> **Set problem**: Starting at the line that contains "Tight-box annotation required for the class tram door." and stopping after the line that contains "[173,95,177,113]", copy those lines of the records, requests included, and offset every bounding box coordinate in the answers by adding 87.

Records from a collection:
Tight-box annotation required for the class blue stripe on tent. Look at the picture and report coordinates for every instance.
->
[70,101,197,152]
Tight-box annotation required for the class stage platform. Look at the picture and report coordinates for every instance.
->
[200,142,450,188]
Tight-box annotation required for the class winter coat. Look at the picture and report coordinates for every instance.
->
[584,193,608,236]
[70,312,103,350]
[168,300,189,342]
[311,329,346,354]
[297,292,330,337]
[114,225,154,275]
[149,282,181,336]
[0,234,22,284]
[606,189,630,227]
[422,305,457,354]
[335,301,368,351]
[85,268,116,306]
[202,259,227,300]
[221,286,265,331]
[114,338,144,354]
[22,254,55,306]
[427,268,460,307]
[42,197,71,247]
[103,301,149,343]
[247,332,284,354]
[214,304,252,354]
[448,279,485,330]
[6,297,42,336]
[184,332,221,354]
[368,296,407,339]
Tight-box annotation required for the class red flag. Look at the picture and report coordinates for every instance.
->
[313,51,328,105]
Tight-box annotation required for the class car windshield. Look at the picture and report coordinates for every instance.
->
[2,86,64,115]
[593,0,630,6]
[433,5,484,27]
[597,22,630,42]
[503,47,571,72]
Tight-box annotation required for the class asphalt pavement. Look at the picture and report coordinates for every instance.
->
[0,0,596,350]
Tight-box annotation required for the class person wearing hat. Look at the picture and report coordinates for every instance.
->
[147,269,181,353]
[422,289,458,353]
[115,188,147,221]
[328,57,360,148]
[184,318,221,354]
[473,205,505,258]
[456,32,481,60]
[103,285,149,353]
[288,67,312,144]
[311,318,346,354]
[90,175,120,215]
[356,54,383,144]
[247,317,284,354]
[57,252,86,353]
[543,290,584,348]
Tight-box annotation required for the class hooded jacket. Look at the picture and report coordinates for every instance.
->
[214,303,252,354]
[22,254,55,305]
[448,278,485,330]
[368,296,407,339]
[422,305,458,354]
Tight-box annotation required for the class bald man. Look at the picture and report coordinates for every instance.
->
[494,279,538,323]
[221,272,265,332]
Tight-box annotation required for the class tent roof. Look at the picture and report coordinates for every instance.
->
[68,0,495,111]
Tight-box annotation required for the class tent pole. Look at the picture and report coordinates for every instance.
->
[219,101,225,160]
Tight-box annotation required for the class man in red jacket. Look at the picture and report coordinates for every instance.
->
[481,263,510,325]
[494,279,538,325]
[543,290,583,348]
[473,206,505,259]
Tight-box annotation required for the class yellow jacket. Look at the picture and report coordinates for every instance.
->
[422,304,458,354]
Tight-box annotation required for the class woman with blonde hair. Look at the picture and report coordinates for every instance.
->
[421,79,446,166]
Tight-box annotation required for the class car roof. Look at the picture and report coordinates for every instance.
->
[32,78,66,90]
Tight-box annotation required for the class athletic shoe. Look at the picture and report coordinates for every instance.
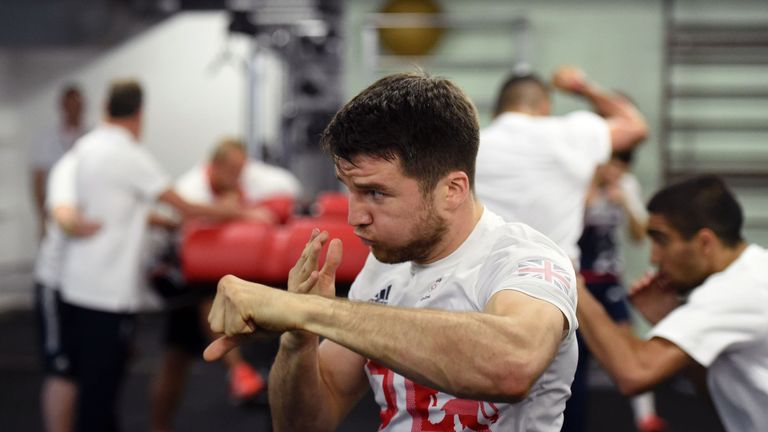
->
[229,362,266,403]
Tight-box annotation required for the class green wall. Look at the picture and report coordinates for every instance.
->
[345,0,768,278]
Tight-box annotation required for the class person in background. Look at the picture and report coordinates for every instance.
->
[52,80,256,432]
[151,138,301,432]
[32,84,85,236]
[563,150,664,432]
[477,66,647,264]
[34,150,100,432]
[578,176,768,432]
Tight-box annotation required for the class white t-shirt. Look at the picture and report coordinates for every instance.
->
[61,125,170,312]
[174,160,301,203]
[35,150,77,289]
[579,173,648,276]
[651,245,768,432]
[349,209,578,432]
[475,111,611,262]
[31,126,85,171]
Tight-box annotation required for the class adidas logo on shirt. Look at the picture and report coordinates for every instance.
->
[369,284,392,304]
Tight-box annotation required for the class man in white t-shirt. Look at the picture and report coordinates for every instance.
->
[205,74,578,431]
[578,176,768,432]
[175,138,301,207]
[477,67,647,262]
[34,150,100,432]
[151,138,301,432]
[31,84,85,235]
[60,80,252,431]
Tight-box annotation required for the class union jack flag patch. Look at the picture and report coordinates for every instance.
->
[517,258,571,294]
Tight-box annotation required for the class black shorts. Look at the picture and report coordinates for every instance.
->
[35,282,72,377]
[164,304,208,356]
[61,301,136,432]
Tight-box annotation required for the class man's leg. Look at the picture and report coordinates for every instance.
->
[151,304,205,432]
[35,283,77,432]
[70,305,135,432]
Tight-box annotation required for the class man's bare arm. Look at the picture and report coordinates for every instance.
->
[209,276,565,402]
[552,66,648,151]
[269,333,368,432]
[577,284,695,395]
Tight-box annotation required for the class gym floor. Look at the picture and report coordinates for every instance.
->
[0,277,723,432]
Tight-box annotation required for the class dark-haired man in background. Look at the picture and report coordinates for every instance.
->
[477,67,647,263]
[206,74,577,432]
[578,176,768,432]
[57,80,255,432]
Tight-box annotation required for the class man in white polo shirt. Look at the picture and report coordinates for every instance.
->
[61,81,252,431]
[578,176,768,432]
[34,150,100,432]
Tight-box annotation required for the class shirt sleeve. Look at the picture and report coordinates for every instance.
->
[478,228,578,333]
[650,280,768,367]
[619,174,648,223]
[565,111,611,165]
[45,151,77,210]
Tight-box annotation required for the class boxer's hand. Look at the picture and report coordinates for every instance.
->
[203,275,298,361]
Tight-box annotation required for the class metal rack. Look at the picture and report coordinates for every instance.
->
[660,0,768,229]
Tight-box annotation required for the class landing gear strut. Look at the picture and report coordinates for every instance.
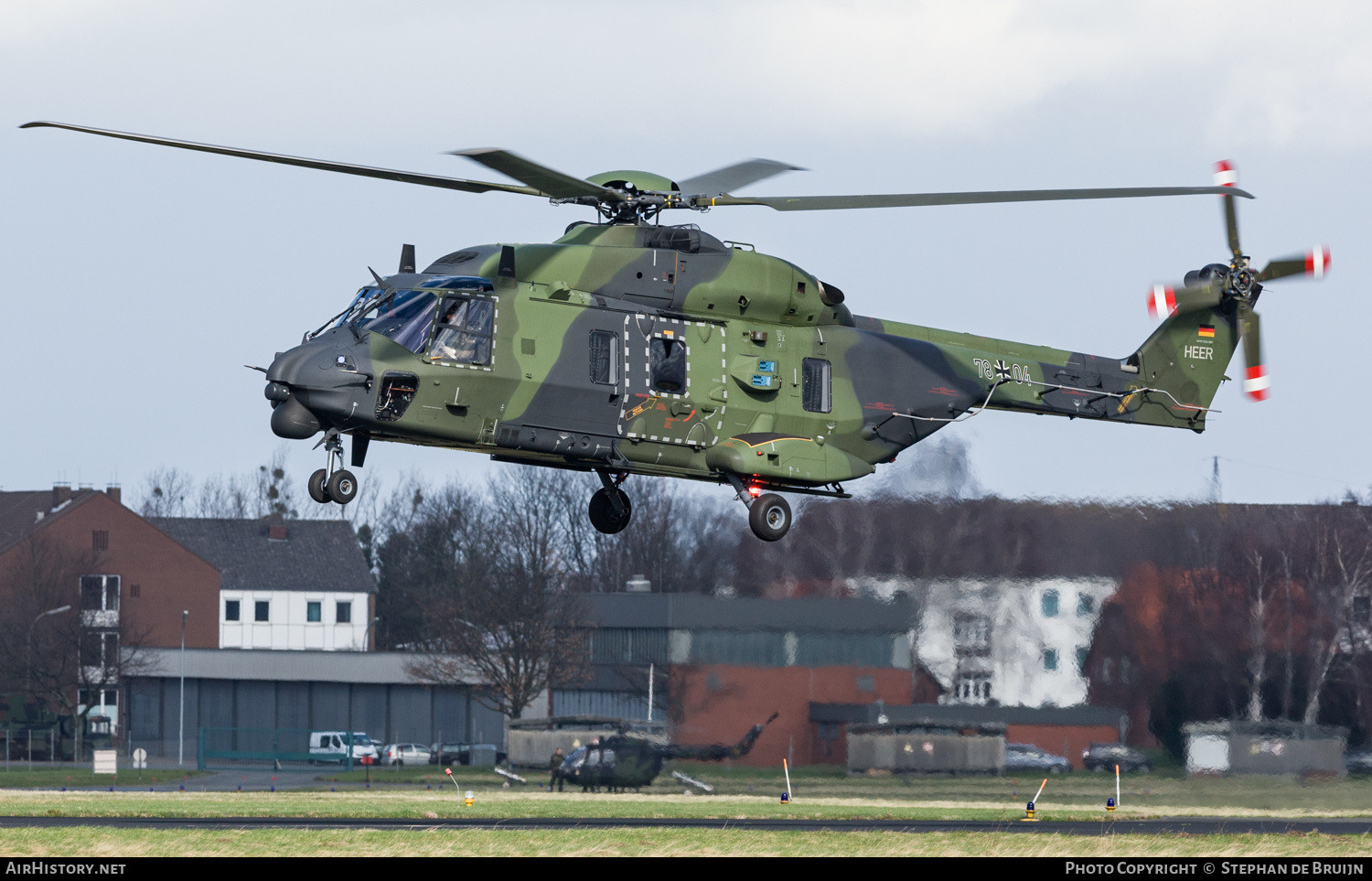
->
[587,471,634,535]
[729,474,795,543]
[307,431,357,505]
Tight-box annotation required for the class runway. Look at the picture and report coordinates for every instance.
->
[0,817,1372,836]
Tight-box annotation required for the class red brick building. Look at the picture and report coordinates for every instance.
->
[0,485,220,650]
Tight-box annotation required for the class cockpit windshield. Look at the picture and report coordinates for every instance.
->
[340,288,438,351]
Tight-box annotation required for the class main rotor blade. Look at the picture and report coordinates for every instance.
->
[693,187,1253,211]
[452,147,625,202]
[1149,279,1224,318]
[1259,244,1330,282]
[19,121,543,197]
[681,159,806,197]
[1239,299,1272,401]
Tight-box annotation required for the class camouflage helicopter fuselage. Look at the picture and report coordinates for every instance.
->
[266,224,1239,493]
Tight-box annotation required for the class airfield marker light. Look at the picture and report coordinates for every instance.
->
[1024,777,1048,822]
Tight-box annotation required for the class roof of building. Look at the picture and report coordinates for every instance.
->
[148,518,376,590]
[586,593,916,633]
[0,489,101,551]
[809,702,1125,727]
[134,648,482,685]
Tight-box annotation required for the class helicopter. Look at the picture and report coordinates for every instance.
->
[559,713,779,792]
[21,123,1330,541]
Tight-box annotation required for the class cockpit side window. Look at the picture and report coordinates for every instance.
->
[430,296,496,367]
[362,291,438,351]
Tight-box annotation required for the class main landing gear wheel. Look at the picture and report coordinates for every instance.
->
[307,468,334,505]
[748,493,792,543]
[589,486,634,535]
[327,471,357,505]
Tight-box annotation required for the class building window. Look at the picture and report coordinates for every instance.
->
[800,359,831,414]
[81,575,120,612]
[592,331,619,386]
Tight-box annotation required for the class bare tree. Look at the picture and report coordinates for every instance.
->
[0,532,147,757]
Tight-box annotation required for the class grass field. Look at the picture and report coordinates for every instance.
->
[0,766,1372,858]
[0,829,1372,859]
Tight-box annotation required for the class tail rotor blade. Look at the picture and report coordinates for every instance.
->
[1239,301,1272,401]
[1259,244,1330,282]
[1215,159,1243,258]
[1149,280,1224,318]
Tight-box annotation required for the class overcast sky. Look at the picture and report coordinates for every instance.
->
[0,0,1372,502]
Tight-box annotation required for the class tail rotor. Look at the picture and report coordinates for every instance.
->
[1149,162,1330,401]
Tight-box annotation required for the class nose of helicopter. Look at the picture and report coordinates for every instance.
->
[263,334,372,441]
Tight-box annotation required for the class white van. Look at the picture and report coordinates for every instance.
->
[310,732,378,762]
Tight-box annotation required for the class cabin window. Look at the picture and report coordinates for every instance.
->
[592,331,619,386]
[648,335,686,395]
[800,359,833,414]
[430,296,496,365]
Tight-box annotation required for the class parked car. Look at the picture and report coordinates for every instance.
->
[428,744,509,765]
[1006,744,1072,774]
[1081,744,1152,774]
[381,744,430,766]
[310,732,378,762]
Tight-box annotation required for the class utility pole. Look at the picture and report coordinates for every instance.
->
[176,609,191,766]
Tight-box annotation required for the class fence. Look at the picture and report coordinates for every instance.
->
[197,727,359,771]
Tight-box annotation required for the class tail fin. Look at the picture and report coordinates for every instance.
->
[1121,305,1239,431]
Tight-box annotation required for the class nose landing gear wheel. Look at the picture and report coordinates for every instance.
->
[307,468,334,505]
[748,493,790,543]
[324,471,357,505]
[587,488,634,535]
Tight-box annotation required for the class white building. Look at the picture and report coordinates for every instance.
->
[916,578,1119,707]
[153,518,376,652]
[850,578,1120,707]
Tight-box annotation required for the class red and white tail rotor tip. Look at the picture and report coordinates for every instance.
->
[1149,285,1177,318]
[1243,364,1272,401]
[1305,244,1330,279]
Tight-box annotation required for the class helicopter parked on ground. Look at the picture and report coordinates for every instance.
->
[21,123,1330,541]
[559,713,779,792]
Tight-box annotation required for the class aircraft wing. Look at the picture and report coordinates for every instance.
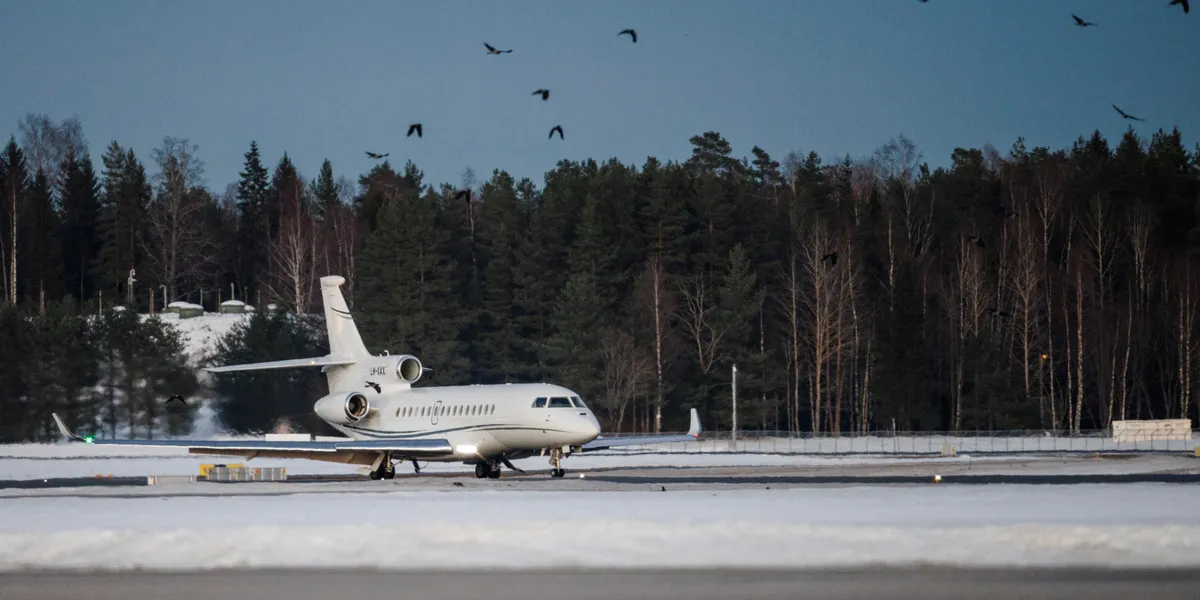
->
[580,408,700,452]
[205,356,356,373]
[52,414,454,458]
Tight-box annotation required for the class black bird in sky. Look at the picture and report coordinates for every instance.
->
[1112,104,1145,121]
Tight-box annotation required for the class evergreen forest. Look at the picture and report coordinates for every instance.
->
[0,115,1200,442]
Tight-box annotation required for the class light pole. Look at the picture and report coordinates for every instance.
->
[125,269,138,307]
[731,365,738,444]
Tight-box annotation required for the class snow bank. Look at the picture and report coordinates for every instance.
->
[0,480,1200,571]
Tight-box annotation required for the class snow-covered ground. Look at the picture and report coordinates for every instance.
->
[0,480,1200,571]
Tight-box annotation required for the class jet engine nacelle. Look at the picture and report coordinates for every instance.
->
[312,391,371,425]
[394,354,425,384]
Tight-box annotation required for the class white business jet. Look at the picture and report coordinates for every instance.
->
[54,275,700,479]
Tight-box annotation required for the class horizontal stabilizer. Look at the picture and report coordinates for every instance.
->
[205,356,358,373]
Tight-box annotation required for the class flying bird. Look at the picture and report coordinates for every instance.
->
[1112,104,1145,121]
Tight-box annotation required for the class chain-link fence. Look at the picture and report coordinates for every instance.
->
[597,431,1200,455]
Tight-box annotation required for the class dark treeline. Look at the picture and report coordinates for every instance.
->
[0,111,1200,441]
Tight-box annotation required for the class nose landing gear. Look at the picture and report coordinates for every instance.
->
[550,448,566,478]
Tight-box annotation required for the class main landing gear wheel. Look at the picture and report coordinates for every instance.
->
[475,462,500,479]
[371,456,396,481]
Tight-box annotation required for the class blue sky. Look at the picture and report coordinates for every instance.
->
[0,0,1200,192]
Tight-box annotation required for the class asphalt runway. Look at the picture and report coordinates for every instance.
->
[7,455,1200,498]
[7,473,1200,494]
[0,568,1200,600]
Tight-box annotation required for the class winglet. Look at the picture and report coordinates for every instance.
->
[50,413,84,442]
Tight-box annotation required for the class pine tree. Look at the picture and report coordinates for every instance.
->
[95,142,151,304]
[469,172,526,383]
[310,158,341,221]
[541,270,602,397]
[61,154,100,301]
[238,142,270,302]
[358,189,469,384]
[18,169,62,312]
[0,137,30,306]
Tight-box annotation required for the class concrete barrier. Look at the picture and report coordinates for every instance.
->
[146,475,196,486]
[1112,419,1192,444]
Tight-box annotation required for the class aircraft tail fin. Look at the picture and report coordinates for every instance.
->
[320,275,371,360]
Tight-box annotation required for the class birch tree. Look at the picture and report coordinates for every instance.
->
[144,137,211,304]
[636,254,677,433]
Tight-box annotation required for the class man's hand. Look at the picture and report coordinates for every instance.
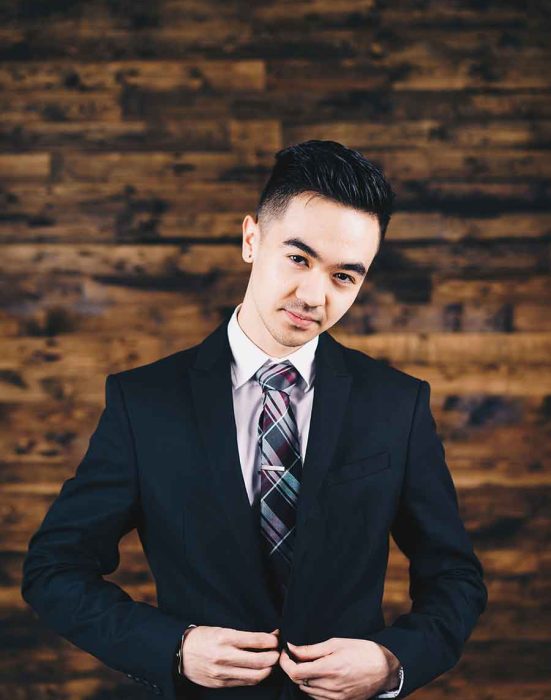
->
[279,637,400,700]
[182,625,279,688]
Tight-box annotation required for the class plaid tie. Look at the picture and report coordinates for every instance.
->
[255,360,302,602]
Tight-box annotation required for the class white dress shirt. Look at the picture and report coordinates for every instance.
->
[183,304,404,698]
[228,304,319,505]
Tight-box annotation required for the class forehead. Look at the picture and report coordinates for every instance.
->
[270,192,380,262]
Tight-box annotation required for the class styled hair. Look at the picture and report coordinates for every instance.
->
[256,139,396,250]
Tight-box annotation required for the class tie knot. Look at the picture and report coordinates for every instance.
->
[254,360,299,391]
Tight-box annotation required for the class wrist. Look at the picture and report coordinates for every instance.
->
[176,625,197,676]
[379,644,403,691]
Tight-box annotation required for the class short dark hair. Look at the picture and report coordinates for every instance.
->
[256,139,396,250]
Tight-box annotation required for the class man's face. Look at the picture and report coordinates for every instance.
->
[238,193,380,356]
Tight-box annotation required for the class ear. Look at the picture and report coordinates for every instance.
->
[241,214,260,262]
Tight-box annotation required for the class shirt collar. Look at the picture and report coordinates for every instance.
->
[228,303,319,391]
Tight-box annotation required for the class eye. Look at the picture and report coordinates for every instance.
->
[287,254,356,284]
[337,272,356,284]
[288,255,306,262]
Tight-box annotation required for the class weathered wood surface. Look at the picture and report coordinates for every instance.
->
[0,0,551,700]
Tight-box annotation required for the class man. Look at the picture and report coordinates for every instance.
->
[22,141,487,700]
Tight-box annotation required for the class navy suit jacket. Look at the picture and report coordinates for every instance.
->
[21,319,487,700]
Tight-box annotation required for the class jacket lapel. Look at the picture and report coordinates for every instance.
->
[190,319,352,624]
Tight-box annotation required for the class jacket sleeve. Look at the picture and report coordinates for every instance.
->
[366,380,488,698]
[21,375,196,698]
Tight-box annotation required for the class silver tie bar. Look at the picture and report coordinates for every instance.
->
[260,464,285,472]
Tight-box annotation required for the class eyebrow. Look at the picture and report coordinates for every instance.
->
[282,238,367,277]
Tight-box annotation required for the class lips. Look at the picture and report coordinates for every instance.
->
[286,309,316,321]
[284,309,316,328]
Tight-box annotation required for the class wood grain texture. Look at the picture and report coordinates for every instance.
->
[0,0,551,700]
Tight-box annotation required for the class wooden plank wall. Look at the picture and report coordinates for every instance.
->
[0,0,551,700]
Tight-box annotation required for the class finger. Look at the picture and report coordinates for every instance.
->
[220,647,279,669]
[279,649,297,678]
[299,683,339,700]
[217,666,272,686]
[228,630,279,649]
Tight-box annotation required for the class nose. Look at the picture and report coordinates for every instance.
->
[297,274,325,309]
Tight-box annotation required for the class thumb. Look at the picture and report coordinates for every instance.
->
[287,639,333,661]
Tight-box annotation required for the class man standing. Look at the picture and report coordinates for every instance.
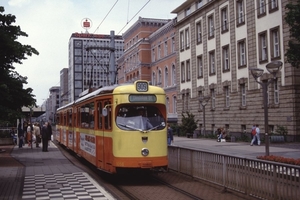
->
[167,124,173,145]
[42,122,49,152]
[250,124,260,146]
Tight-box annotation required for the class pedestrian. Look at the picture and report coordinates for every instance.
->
[167,124,174,145]
[26,123,33,147]
[251,124,257,145]
[217,128,226,142]
[33,122,41,147]
[47,122,52,146]
[18,122,24,148]
[41,122,49,152]
[250,124,260,146]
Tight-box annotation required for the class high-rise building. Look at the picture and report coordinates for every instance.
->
[59,68,69,107]
[68,33,124,102]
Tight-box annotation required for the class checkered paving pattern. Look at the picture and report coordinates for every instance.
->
[22,172,113,200]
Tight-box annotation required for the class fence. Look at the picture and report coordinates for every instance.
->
[168,146,300,200]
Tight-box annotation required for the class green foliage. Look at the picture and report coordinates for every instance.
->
[285,0,300,68]
[0,6,39,123]
[275,125,288,135]
[180,112,199,134]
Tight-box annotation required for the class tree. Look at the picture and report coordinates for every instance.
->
[285,0,300,68]
[0,6,39,123]
[180,112,199,134]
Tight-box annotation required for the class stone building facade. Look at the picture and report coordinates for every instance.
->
[172,0,300,141]
[117,17,177,122]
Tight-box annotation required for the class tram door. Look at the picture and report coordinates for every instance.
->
[95,101,104,169]
[67,109,75,151]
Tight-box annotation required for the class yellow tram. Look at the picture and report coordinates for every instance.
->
[55,80,168,173]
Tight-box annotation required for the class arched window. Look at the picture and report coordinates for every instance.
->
[151,71,156,85]
[166,97,170,114]
[164,66,169,87]
[172,64,176,85]
[158,69,162,85]
[173,95,177,113]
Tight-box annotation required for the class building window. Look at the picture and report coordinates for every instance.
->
[158,69,162,85]
[270,27,280,60]
[198,91,203,111]
[222,45,230,72]
[269,0,278,13]
[185,8,191,16]
[180,31,184,51]
[238,40,247,67]
[185,28,190,49]
[224,86,230,108]
[164,67,169,87]
[240,84,246,106]
[172,37,175,53]
[197,56,203,78]
[273,79,279,104]
[210,89,216,110]
[181,62,185,82]
[221,6,228,33]
[173,96,177,113]
[157,45,161,59]
[207,15,215,39]
[152,48,155,62]
[186,60,191,81]
[152,72,156,85]
[236,0,245,26]
[172,64,176,85]
[196,21,202,44]
[166,97,170,113]
[164,41,168,56]
[258,31,268,63]
[209,51,215,75]
[197,0,203,9]
[257,0,267,17]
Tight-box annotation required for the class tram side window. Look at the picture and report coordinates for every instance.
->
[68,110,72,126]
[104,101,111,130]
[80,103,94,128]
[98,102,103,129]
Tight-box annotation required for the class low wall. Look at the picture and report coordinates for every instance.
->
[0,138,14,145]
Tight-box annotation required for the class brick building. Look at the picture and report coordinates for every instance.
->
[172,0,300,140]
[117,17,177,122]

> **Full response**:
Tight-box annotation required for the class tram door. Look at the picture and report coordinates for every instance.
->
[182,188,191,256]
[154,196,162,238]
Tight-box annotation required for the class yellow tram. Look at the picture and report coordinates for every instance.
->
[142,167,255,260]
Tight-box annotation required for the class arched window. Look at the picture and report coordinates for every instance.
->
[238,158,243,172]
[253,184,257,201]
[251,153,256,174]
[259,151,263,172]
[245,156,249,172]
[260,182,264,200]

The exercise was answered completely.